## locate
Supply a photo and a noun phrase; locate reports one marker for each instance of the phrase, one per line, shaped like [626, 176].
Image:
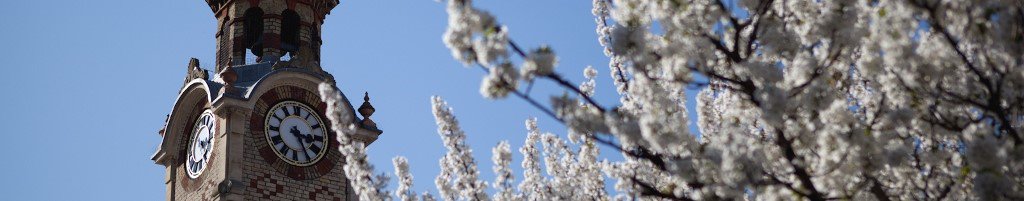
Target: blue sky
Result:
[87, 84]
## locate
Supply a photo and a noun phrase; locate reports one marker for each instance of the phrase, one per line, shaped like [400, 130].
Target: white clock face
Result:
[296, 133]
[202, 144]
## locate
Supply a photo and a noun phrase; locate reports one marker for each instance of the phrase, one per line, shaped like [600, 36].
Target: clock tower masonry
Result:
[255, 129]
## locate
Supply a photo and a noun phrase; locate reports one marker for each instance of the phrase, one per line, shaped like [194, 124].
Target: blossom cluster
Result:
[905, 99]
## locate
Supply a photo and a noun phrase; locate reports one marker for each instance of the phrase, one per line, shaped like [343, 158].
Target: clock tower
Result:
[256, 128]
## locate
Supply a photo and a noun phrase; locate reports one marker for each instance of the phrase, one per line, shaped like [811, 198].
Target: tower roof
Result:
[323, 6]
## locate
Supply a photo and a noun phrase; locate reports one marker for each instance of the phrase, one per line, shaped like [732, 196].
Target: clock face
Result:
[202, 144]
[296, 133]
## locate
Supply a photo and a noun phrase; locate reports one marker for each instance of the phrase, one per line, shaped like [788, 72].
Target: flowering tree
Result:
[872, 99]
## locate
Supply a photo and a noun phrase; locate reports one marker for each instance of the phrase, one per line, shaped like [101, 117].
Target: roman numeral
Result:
[276, 139]
[314, 148]
[279, 118]
[284, 149]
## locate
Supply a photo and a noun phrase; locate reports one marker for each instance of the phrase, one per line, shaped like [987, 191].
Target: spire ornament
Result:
[367, 110]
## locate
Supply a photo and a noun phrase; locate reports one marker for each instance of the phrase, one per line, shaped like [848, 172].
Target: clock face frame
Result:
[296, 133]
[201, 145]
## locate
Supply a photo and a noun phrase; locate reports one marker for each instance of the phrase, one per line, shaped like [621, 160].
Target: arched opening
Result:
[290, 24]
[254, 31]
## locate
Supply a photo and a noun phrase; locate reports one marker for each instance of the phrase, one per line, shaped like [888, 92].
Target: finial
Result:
[228, 77]
[195, 71]
[367, 110]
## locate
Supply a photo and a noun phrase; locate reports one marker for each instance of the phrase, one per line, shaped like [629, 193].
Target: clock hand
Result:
[295, 131]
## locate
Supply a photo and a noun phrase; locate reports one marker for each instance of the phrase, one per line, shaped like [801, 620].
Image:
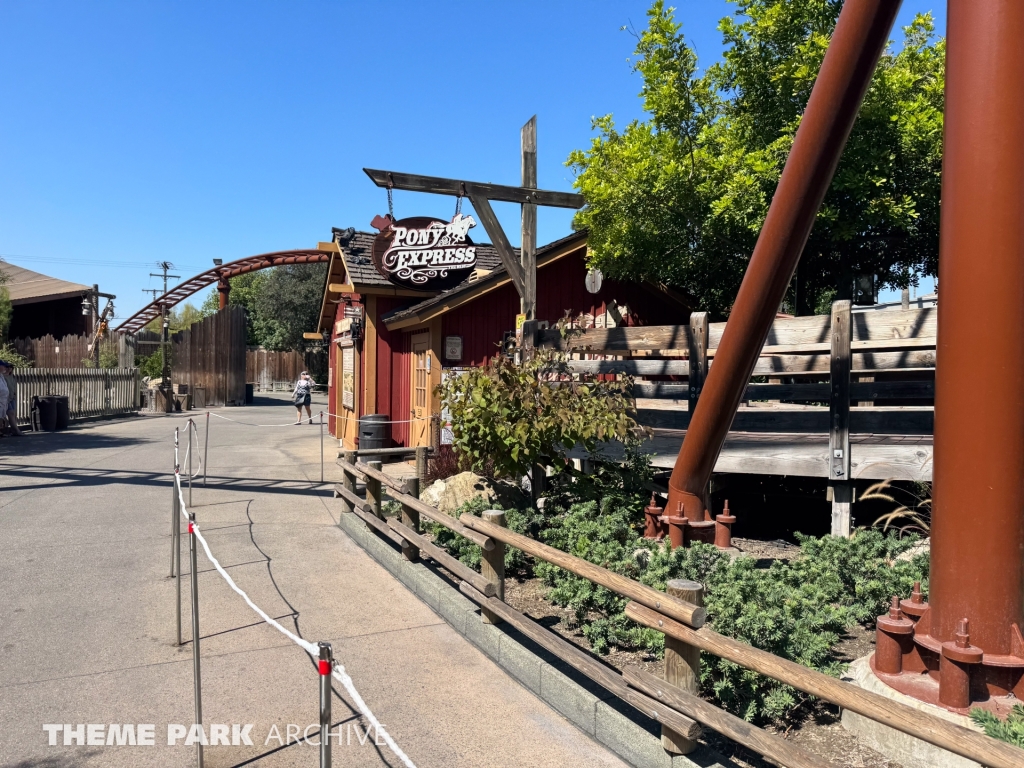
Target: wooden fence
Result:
[91, 392]
[209, 358]
[270, 371]
[670, 698]
[75, 351]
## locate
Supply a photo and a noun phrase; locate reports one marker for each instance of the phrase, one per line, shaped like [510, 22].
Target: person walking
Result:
[302, 396]
[8, 397]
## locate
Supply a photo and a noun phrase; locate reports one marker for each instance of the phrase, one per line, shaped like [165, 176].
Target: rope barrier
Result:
[313, 650]
[326, 413]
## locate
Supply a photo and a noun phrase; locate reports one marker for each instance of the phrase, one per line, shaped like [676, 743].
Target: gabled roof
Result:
[498, 276]
[27, 287]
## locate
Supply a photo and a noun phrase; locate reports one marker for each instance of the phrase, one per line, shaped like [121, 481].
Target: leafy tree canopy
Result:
[281, 303]
[681, 197]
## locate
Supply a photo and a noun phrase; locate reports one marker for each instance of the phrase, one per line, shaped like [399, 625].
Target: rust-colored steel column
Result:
[978, 503]
[846, 72]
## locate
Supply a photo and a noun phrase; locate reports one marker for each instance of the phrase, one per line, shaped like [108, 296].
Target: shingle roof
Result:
[498, 272]
[26, 286]
[360, 264]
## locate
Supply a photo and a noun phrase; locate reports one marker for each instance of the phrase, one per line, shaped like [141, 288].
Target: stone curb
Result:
[599, 714]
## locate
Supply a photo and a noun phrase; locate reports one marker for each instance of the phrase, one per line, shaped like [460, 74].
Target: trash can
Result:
[375, 431]
[64, 412]
[47, 408]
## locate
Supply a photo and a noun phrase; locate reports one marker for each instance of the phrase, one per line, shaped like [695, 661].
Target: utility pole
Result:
[165, 363]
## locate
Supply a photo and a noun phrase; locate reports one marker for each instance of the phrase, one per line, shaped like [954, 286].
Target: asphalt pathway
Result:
[87, 626]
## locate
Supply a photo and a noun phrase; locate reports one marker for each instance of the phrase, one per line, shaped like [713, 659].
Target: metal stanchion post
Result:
[206, 449]
[195, 585]
[326, 667]
[177, 542]
[190, 428]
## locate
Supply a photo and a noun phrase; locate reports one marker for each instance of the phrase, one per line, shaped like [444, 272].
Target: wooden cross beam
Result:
[523, 273]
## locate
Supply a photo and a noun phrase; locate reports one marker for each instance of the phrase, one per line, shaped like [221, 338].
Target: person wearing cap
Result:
[8, 397]
[303, 396]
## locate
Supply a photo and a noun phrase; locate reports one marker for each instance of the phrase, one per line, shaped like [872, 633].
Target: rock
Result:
[449, 495]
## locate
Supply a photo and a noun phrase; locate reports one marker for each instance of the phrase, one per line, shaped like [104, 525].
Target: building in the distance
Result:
[391, 344]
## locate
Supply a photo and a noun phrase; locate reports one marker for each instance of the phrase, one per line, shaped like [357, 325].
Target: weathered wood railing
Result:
[679, 710]
[90, 391]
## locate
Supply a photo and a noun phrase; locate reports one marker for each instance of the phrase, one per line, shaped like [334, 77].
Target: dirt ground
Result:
[815, 726]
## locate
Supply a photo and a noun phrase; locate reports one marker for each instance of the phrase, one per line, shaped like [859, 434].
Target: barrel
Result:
[47, 413]
[64, 412]
[375, 431]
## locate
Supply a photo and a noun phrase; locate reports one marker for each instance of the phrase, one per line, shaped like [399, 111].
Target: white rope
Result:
[325, 413]
[338, 672]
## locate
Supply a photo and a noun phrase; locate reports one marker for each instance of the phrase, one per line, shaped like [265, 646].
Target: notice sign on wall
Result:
[426, 254]
[348, 378]
[453, 348]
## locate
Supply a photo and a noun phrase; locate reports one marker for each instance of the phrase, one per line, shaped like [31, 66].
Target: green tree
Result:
[281, 304]
[680, 198]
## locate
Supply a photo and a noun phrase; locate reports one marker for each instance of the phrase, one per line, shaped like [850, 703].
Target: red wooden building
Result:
[390, 344]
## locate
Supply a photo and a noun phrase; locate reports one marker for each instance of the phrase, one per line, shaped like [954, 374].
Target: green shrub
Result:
[1010, 730]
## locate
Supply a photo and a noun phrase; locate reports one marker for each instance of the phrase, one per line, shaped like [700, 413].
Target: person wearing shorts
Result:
[303, 396]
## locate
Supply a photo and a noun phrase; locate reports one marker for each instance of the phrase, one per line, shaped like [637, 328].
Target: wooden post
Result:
[493, 565]
[347, 480]
[374, 489]
[698, 356]
[527, 302]
[682, 665]
[839, 419]
[411, 518]
[421, 468]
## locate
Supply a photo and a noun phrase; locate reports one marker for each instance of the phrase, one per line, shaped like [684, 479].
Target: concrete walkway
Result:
[87, 625]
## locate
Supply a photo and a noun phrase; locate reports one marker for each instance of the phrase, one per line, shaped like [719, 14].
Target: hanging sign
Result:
[426, 254]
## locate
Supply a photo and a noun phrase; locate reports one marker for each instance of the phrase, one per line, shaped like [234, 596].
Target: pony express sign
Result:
[426, 254]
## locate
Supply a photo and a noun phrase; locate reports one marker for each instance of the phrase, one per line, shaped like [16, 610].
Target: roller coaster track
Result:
[220, 274]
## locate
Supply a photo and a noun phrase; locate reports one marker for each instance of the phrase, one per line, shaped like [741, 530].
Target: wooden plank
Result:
[500, 242]
[906, 719]
[527, 251]
[839, 416]
[692, 614]
[879, 420]
[622, 338]
[457, 568]
[582, 662]
[438, 185]
[728, 725]
[697, 356]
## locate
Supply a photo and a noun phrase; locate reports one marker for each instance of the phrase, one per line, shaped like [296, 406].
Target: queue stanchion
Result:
[206, 449]
[196, 667]
[177, 542]
[326, 668]
[174, 507]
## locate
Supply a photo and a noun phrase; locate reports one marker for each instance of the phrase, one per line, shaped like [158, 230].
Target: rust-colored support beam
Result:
[846, 72]
[978, 514]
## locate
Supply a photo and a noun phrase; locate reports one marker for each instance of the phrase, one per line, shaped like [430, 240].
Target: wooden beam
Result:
[500, 242]
[438, 185]
[839, 418]
[527, 252]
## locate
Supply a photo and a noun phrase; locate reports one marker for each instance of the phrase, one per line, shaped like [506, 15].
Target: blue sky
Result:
[183, 131]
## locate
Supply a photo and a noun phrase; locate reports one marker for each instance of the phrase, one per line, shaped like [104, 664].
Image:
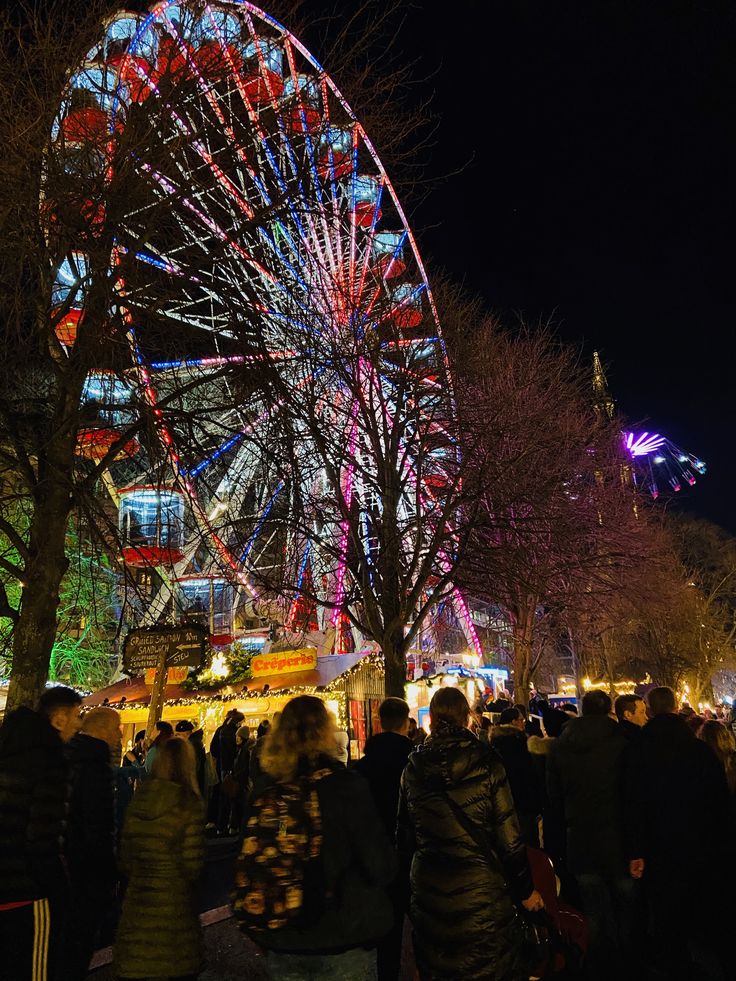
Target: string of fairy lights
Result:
[373, 660]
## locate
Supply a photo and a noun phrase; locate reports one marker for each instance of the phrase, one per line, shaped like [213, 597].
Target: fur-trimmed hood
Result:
[540, 746]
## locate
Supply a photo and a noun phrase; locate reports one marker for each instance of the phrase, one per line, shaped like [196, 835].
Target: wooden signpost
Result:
[161, 648]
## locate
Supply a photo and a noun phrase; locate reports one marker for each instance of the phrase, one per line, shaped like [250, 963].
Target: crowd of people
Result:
[516, 845]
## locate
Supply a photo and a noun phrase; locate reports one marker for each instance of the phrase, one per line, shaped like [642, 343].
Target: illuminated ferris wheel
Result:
[265, 222]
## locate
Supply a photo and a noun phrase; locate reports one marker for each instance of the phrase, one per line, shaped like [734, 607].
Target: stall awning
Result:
[135, 691]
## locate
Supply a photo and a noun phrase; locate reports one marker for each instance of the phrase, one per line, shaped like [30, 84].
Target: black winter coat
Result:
[461, 906]
[358, 863]
[224, 747]
[677, 801]
[585, 785]
[382, 765]
[33, 803]
[90, 843]
[523, 776]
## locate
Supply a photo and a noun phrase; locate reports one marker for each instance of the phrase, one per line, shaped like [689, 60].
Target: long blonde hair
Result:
[175, 761]
[305, 730]
[721, 741]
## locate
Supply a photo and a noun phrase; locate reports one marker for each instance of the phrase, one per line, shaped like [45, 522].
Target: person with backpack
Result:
[162, 852]
[312, 875]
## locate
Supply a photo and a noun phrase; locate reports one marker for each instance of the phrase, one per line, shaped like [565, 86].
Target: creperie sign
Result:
[284, 662]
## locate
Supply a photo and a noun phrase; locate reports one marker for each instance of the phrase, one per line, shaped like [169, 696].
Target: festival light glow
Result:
[657, 462]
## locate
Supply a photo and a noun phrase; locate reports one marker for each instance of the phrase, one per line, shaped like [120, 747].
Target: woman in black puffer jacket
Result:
[468, 864]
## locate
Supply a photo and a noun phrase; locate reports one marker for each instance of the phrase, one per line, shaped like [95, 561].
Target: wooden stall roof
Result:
[135, 691]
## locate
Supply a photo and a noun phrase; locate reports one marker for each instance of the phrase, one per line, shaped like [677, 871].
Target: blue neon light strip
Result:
[259, 526]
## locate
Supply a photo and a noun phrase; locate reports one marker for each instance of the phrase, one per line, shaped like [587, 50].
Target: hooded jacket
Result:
[162, 851]
[33, 805]
[585, 785]
[384, 759]
[90, 846]
[677, 806]
[461, 905]
[358, 863]
[511, 745]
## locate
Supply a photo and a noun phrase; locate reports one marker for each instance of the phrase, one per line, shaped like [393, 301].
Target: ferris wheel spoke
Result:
[199, 148]
[259, 527]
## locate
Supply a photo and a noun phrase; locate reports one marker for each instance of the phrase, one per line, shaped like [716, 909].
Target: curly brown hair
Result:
[305, 730]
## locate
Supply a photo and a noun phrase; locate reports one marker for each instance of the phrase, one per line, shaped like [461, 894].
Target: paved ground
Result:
[230, 955]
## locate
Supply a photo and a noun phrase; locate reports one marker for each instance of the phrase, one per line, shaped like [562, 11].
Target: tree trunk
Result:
[35, 631]
[523, 631]
[394, 654]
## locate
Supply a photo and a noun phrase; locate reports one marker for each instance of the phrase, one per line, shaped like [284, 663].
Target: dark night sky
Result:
[603, 145]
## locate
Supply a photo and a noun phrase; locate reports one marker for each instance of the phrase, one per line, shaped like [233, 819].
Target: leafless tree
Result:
[558, 527]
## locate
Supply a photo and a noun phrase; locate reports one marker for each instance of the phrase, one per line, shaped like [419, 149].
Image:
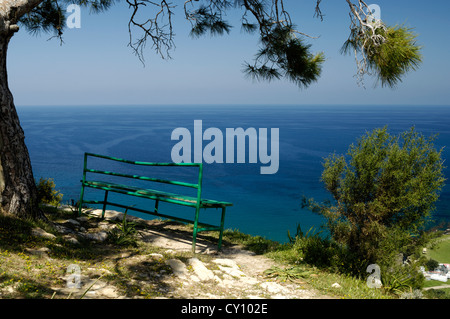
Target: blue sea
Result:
[266, 205]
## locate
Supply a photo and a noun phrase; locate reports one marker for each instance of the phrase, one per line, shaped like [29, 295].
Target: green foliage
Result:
[46, 193]
[383, 194]
[288, 274]
[431, 264]
[399, 278]
[125, 233]
[283, 54]
[390, 53]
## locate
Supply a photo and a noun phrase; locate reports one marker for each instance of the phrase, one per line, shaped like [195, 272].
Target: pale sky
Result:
[95, 66]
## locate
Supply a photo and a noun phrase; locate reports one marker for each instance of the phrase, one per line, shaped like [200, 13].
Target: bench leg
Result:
[80, 202]
[156, 206]
[104, 204]
[222, 223]
[194, 234]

□ □ □ □

*Required task:* Pull out each line of the listing above that contains the word "white", and copy every such line in full.

*Response to this exercise:*
Target: white clock face
Target: white rope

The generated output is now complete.